▶ **TASK STATEMENT**
May I have the line containing "Could you please locate the tree trunk" and every line after it through the end of the data, repeated exactly and with no other lines?
GIVEN DATA: Begin
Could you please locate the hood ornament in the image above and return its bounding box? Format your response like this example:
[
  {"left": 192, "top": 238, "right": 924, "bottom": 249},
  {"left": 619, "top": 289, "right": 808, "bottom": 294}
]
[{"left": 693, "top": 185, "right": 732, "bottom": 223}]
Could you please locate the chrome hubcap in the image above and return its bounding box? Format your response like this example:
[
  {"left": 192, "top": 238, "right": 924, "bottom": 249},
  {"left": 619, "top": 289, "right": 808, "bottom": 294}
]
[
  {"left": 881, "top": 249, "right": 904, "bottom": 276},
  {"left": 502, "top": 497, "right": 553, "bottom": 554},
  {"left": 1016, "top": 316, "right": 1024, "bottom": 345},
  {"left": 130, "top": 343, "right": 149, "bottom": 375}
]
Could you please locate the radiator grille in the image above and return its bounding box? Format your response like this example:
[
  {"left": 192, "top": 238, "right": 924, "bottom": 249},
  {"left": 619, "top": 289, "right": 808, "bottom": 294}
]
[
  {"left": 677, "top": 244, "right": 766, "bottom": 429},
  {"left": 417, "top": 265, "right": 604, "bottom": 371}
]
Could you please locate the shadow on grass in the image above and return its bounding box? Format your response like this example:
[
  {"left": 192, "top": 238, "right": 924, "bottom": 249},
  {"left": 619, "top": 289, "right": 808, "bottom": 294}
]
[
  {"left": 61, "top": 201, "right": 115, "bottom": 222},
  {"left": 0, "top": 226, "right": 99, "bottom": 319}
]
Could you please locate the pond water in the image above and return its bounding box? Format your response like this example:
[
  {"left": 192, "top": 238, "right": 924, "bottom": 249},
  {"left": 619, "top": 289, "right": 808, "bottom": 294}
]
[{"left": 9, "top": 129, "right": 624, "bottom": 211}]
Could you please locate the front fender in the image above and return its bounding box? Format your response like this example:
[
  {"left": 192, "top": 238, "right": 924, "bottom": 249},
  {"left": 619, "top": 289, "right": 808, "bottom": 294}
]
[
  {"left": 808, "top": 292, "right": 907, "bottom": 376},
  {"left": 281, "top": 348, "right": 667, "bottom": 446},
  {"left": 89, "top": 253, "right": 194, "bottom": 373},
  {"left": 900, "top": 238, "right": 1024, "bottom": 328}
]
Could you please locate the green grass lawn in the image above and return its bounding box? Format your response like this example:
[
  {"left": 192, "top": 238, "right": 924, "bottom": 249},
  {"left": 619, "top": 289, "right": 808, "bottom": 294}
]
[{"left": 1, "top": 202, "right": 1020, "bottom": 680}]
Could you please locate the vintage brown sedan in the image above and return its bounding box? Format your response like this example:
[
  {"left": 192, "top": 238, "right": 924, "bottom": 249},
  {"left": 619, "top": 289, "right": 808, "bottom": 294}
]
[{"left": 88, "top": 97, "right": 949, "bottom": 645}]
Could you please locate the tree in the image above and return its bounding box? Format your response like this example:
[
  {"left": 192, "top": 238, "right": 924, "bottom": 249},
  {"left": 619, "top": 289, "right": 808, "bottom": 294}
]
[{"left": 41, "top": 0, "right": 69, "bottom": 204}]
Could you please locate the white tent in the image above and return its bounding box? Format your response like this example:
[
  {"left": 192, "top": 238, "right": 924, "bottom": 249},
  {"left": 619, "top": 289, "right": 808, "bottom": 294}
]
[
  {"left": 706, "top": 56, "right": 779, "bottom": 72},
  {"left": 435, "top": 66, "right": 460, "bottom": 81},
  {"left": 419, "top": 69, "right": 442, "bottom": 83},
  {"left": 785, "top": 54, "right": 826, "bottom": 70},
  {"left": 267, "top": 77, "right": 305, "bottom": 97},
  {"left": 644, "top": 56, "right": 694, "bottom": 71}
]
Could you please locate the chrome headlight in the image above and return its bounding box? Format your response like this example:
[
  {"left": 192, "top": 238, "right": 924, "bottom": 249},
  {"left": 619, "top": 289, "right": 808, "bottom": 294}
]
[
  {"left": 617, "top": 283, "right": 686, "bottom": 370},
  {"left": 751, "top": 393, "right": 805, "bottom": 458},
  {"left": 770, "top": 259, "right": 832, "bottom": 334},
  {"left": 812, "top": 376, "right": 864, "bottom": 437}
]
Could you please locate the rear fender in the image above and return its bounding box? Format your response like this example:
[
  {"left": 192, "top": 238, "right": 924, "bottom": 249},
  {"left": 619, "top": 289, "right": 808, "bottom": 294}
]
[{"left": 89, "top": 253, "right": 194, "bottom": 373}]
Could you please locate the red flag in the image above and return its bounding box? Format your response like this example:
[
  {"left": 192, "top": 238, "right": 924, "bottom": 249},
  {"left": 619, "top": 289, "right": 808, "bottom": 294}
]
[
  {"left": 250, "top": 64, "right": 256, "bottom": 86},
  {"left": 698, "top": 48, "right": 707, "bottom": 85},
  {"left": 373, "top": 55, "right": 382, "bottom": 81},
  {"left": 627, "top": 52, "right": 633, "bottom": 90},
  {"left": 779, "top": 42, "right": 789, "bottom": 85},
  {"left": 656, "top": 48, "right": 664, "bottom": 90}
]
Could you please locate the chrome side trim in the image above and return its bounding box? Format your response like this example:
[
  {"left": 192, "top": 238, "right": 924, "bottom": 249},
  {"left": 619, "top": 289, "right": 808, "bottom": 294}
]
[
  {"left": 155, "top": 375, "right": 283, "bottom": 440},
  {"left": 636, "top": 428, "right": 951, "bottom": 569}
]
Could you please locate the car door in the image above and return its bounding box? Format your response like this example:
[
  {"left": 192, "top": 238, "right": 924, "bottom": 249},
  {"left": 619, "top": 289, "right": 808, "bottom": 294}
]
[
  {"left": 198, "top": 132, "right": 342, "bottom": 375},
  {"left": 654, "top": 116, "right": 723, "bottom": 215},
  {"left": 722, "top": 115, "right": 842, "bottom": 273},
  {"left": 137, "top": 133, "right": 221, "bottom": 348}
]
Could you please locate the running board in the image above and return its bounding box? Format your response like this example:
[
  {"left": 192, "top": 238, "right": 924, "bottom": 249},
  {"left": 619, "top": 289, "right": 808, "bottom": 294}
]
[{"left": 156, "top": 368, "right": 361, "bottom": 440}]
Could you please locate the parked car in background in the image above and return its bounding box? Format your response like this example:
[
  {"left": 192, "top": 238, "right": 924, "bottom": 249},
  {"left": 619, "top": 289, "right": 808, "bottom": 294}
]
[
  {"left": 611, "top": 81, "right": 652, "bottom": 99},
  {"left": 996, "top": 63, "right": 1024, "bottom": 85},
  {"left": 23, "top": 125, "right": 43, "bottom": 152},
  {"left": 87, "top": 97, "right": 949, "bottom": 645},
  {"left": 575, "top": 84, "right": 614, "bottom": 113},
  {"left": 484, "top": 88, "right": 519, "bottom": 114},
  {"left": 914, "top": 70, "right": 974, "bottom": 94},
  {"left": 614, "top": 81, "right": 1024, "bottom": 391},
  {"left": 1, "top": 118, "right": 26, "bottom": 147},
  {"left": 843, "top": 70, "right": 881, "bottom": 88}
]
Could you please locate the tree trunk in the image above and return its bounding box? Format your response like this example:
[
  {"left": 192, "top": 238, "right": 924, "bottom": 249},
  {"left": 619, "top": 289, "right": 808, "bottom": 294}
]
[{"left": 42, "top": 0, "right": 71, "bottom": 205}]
GIVEN DATA: End
▶ **YOUR SOLUTION**
Could you please locate the tree trunk in the image above and return its bounding box? Format your response like this example:
[
  {"left": 192, "top": 238, "right": 924, "bottom": 249},
  {"left": 619, "top": 289, "right": 808, "bottom": 294}
]
[{"left": 42, "top": 0, "right": 71, "bottom": 205}]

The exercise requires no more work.